** DATA follows **

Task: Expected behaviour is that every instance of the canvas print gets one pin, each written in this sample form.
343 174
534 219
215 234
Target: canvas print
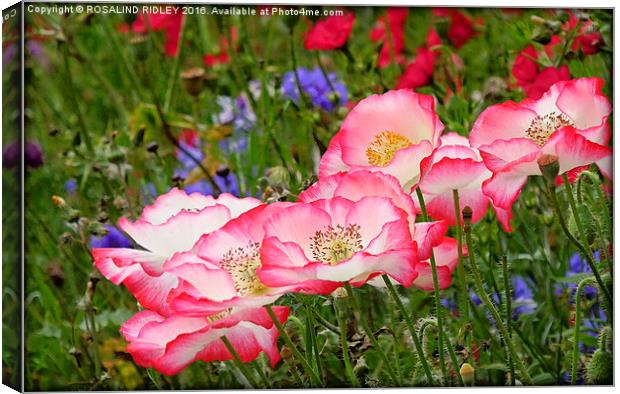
306 196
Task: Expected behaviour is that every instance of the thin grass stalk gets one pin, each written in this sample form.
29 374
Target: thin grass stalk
575 355
371 336
296 353
410 327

** End of DATA **

DIRECTIONS: Among the lines above, find those with the string "sample" and copy them.

ANSWER BELOW:
Task: Expected behaviour is that every instance of the canvas print gets one pin, each written in this sample form.
Task: Expected behaviour is that every instance of the thin grass stalk gets one pin, each written in this sample form.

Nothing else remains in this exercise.